[SHORT EXERCISE] Copy out, word for word, everything from the line containing "Question. For every instance of the ship" down to the end of the listing, leaving out the pictures.

────────

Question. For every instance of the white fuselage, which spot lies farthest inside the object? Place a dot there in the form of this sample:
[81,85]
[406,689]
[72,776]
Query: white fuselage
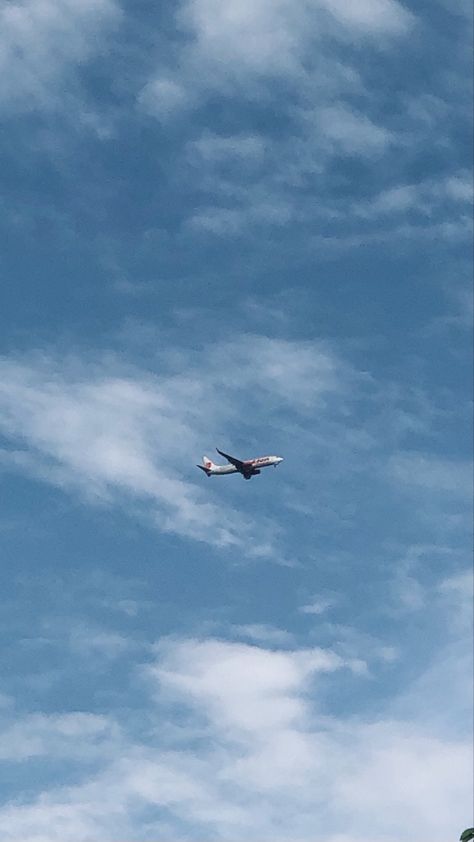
[250,465]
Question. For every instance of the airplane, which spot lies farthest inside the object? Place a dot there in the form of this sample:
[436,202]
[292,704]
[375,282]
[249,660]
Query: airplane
[248,468]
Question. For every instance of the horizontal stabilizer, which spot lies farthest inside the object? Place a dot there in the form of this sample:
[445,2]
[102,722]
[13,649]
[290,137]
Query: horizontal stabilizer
[206,470]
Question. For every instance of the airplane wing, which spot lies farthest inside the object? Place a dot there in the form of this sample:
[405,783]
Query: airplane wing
[237,463]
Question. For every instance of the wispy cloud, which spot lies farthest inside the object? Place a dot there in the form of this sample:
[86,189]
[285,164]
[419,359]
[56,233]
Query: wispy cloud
[114,433]
[253,758]
[43,43]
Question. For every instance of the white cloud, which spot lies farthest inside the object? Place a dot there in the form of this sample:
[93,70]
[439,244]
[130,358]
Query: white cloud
[425,198]
[236,47]
[163,98]
[250,757]
[441,476]
[317,606]
[128,436]
[76,736]
[42,41]
[352,132]
[372,17]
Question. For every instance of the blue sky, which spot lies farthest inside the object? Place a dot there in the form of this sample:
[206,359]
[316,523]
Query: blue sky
[245,225]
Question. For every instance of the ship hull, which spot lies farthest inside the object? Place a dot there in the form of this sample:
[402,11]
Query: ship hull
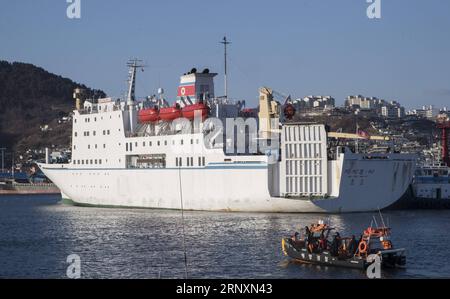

────────

[SOLUTION TO THE EXERCISE]
Question. For every instance of the ship hull, which spot lies farthest inside the object? Place a dot there in the form of this sample:
[402,11]
Query: ship hull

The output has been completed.